[[ EXERCISE INPUTS, beginning ]]

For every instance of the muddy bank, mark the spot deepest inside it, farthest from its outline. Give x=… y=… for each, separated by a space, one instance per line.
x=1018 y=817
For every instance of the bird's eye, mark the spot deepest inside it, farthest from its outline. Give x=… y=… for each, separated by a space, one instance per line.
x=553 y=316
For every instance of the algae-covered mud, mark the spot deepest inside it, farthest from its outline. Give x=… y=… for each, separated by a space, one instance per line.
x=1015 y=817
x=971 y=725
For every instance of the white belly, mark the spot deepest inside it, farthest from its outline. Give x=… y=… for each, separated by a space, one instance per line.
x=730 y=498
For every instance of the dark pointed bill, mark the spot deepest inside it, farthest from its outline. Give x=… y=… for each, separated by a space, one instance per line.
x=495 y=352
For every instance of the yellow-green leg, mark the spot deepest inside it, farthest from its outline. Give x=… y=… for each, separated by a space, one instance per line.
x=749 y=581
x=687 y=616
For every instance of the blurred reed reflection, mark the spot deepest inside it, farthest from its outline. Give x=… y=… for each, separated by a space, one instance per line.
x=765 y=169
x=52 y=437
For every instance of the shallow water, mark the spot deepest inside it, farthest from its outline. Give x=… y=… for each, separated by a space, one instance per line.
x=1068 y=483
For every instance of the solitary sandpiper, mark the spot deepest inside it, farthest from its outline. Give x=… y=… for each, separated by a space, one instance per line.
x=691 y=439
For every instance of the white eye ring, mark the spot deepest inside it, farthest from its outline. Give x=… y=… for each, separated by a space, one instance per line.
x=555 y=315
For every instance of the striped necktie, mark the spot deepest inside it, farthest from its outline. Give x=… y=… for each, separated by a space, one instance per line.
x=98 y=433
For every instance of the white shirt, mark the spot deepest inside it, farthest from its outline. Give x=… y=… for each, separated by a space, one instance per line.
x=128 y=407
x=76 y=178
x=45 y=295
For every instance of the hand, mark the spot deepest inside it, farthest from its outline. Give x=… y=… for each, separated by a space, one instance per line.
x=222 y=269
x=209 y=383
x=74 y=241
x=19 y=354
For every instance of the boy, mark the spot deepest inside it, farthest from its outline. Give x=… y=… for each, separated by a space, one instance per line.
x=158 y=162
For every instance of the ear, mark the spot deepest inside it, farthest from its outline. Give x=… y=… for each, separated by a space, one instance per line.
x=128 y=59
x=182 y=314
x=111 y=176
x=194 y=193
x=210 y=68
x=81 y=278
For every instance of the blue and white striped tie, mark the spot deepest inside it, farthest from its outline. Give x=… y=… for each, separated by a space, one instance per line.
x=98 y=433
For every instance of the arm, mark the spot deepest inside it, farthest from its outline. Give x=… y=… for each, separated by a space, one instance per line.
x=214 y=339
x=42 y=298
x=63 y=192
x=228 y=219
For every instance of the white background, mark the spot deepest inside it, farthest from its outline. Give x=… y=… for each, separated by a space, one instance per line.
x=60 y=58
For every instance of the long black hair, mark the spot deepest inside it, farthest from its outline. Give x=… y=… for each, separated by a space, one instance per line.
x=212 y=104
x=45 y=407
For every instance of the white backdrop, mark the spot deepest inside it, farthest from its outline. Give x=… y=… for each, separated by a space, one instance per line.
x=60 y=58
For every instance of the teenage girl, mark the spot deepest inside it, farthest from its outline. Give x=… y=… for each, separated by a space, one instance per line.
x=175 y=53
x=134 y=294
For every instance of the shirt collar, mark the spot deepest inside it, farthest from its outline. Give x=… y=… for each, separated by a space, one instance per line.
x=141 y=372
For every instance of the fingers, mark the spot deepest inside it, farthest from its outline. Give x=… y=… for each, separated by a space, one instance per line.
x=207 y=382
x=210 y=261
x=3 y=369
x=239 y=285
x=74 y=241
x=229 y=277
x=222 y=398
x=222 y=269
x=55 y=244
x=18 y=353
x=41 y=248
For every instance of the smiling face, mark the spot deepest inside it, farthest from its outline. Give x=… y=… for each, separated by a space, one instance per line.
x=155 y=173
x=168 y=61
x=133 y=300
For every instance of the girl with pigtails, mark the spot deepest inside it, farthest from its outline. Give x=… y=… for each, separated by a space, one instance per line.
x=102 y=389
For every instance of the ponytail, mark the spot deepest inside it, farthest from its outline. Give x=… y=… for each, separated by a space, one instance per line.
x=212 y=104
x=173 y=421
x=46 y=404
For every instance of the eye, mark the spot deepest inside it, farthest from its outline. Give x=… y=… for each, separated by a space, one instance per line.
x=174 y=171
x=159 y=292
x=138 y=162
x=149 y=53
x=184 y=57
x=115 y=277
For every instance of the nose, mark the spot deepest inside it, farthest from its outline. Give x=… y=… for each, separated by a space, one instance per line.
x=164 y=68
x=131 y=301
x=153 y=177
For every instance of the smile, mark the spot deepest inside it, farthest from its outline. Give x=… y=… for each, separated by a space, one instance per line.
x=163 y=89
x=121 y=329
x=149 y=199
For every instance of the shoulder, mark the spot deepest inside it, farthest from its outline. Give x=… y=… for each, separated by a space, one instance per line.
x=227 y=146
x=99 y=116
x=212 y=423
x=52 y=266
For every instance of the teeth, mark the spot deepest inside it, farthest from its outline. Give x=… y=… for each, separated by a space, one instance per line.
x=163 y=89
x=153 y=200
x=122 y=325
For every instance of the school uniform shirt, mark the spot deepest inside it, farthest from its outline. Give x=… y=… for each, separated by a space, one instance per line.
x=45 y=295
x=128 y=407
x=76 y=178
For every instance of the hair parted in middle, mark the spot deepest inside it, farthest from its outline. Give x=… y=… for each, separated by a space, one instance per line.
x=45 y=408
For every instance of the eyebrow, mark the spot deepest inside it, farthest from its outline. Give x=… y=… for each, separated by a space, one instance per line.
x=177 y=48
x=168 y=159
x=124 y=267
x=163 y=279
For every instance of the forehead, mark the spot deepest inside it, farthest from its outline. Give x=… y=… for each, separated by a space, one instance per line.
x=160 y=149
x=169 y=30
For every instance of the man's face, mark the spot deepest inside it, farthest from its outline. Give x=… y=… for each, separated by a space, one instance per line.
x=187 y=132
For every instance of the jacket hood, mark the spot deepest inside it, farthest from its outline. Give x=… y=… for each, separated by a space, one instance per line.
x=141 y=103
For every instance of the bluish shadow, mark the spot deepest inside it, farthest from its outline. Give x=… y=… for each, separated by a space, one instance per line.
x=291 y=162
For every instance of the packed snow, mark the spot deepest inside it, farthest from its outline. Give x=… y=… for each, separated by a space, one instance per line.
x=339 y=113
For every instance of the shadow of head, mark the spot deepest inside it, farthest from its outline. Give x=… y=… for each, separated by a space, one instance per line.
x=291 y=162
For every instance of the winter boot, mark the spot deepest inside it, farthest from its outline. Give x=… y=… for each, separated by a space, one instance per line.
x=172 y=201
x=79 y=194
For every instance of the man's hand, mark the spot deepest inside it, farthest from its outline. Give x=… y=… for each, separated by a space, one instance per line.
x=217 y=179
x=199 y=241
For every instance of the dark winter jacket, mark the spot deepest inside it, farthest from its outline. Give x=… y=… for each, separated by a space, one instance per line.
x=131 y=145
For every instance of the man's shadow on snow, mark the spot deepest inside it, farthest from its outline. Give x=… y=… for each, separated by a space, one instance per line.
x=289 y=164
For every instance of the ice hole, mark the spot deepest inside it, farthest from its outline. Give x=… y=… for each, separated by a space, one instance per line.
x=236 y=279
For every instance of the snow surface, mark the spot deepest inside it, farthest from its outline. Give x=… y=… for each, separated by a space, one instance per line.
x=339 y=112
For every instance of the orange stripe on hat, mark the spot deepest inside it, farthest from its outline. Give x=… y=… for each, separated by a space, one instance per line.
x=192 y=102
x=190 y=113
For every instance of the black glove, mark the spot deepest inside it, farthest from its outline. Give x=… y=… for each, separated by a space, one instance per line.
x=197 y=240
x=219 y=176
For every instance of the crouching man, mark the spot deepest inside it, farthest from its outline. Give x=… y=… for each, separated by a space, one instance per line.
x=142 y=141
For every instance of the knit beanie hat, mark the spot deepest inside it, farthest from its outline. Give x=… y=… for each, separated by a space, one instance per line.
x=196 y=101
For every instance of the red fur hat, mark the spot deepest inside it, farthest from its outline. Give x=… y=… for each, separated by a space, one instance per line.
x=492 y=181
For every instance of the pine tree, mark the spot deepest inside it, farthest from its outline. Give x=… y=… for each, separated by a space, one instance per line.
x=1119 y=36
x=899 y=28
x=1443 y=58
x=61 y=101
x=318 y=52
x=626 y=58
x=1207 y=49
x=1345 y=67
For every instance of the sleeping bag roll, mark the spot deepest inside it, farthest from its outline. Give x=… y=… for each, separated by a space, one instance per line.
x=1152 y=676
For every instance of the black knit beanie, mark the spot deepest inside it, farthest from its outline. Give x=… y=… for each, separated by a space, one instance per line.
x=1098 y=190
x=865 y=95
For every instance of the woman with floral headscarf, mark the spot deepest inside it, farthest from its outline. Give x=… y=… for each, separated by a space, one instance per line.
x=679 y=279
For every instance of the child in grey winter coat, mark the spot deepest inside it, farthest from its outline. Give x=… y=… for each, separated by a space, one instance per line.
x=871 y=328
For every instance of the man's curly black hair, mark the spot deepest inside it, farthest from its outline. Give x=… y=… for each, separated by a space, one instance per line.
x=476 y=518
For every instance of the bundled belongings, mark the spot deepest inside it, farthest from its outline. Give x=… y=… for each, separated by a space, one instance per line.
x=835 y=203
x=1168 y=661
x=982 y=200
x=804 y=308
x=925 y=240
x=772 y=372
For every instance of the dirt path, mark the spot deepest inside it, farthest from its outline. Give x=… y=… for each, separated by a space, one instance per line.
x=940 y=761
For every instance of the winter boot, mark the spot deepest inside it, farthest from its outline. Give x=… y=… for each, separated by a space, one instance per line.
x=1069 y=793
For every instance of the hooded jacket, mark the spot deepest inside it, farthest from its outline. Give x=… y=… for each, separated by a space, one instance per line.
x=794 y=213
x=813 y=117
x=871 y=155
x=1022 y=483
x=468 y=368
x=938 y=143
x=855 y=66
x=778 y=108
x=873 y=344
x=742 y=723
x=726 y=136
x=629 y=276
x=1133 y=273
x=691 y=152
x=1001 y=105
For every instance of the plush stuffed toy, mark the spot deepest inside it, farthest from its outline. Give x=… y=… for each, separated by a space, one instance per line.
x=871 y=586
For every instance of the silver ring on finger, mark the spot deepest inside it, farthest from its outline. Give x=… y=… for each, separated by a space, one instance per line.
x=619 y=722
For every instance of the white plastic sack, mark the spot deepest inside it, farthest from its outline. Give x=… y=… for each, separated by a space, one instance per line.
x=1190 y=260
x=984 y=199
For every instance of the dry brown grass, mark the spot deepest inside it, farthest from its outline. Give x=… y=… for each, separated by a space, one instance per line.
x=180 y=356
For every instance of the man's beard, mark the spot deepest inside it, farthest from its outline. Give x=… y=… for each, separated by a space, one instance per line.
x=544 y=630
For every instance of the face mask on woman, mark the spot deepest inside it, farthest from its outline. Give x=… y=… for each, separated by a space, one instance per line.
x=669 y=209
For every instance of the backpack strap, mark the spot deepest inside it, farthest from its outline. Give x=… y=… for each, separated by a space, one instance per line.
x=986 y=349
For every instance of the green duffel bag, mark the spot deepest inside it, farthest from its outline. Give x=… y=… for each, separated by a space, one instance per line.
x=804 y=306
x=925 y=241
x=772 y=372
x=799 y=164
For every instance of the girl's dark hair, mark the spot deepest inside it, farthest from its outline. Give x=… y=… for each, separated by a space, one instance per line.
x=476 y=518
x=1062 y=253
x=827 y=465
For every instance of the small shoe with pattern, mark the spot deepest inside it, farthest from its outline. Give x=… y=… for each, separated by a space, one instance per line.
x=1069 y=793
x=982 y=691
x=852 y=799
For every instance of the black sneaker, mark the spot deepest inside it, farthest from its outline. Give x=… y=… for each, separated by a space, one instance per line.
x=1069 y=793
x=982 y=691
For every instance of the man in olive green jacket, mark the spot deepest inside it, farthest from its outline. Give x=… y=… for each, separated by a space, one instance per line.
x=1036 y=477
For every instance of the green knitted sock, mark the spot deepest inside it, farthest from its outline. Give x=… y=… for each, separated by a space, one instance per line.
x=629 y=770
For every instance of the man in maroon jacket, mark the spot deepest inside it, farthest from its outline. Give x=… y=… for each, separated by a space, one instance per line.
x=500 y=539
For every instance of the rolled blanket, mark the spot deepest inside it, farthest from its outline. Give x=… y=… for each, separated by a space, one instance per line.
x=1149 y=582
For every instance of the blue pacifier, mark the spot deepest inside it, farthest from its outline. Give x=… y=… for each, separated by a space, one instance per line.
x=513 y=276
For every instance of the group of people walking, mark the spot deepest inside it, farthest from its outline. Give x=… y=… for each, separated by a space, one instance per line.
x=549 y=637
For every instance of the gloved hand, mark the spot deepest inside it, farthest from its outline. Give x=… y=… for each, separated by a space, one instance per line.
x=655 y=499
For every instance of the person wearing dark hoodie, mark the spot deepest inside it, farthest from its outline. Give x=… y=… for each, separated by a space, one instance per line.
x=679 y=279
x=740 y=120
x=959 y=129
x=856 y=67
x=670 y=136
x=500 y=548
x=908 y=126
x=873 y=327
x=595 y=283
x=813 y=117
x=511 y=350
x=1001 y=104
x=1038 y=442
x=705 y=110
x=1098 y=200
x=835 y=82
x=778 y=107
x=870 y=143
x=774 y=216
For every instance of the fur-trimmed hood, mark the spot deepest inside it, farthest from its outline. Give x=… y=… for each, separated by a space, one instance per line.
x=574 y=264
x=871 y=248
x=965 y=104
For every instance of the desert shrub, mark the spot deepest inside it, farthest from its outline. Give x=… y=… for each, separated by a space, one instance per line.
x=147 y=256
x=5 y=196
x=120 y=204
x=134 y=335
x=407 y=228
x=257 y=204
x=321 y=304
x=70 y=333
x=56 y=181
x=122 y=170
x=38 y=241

[[ EXERCISE INPUTS, end ]]

● TASK BRIEF: In the records above, find the line containing "For every instance of the fur-trimmed"; please retype it and every line after it through the last line, exactly and with nothing else.

● FINISHED EXERCISE:
For every instance of the fur-trimmed hood, mark the spot deepest inside it, farthest from its outline. Give x=… y=… for each, separated by a space, one instance per line.
x=574 y=264
x=871 y=248
x=965 y=104
For every instance of the desert shrub, mark the spot deepest inside it, farthest from its outline. Give x=… y=… for each, separated by a space, one instance per line.
x=147 y=256
x=5 y=196
x=120 y=204
x=134 y=335
x=407 y=228
x=257 y=204
x=321 y=304
x=70 y=333
x=56 y=181
x=122 y=170
x=38 y=241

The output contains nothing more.